**PROMPT**
In the passage on the Cyprus bailout, what did European Central Bank president Mario Draghi declare last July?

--- Begin PASSAGE SHOWN ---

The Cypriots are the authors of their own misfortune, having turned their banking system into a rackety offshore haven for Russian loot and lent most of the proceeds to Greece. But it was madness on the part of bailout negotiators to shake confidence in banks across the eurozone by trying to impose a levy on deposits held by even the smallest Cypriot savers, in what was presumably an attempt to cream off a layer of ill-gotten foreign cash. And even if the proposal has been radically watered down by the end of the week, we now know the European powers-that-be are prepared to pull this device out of their toolbox if the subject government is too weak to resist. That threatens to undo much of the good work of European Central Bank president Mario Draghi, whose declaration last July that he would do ‘whatever it takes to preserve the euro’ and maintain confidence in its banks seemed to mark a turning point in the eurozone crisis.

--- End PASSAGE SHOWN ---
--- Begin LISTED ENTRIES ---

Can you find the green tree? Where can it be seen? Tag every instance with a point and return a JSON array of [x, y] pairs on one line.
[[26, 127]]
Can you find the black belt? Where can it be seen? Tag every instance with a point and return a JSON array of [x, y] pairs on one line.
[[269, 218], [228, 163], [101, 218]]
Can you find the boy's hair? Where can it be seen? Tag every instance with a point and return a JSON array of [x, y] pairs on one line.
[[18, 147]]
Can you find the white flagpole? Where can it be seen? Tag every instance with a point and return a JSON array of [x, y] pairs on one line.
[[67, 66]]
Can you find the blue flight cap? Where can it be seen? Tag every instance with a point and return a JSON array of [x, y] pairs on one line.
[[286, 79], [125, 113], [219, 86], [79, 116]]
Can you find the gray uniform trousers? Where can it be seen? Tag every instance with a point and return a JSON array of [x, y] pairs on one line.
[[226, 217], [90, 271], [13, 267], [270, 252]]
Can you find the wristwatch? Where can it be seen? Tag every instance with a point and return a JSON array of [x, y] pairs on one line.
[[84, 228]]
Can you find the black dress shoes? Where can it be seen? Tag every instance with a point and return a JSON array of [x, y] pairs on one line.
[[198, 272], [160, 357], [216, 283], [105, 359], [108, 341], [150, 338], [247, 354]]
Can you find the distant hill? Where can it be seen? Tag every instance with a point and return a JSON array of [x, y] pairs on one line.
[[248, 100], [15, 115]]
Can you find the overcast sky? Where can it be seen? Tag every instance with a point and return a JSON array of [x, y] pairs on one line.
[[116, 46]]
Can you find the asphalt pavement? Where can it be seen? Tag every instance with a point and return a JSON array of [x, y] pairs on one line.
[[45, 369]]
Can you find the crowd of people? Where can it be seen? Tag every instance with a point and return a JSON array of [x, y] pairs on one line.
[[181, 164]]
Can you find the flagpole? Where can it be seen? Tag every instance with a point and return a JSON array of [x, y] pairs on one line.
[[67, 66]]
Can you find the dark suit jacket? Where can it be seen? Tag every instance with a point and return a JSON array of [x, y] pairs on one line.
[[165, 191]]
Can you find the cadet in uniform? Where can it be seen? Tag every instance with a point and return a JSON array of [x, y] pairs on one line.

--- End LISTED ENTRIES ---

**COMPLETED EXERCISE**
He declared that he would do "whatever it takes to preserve the euro."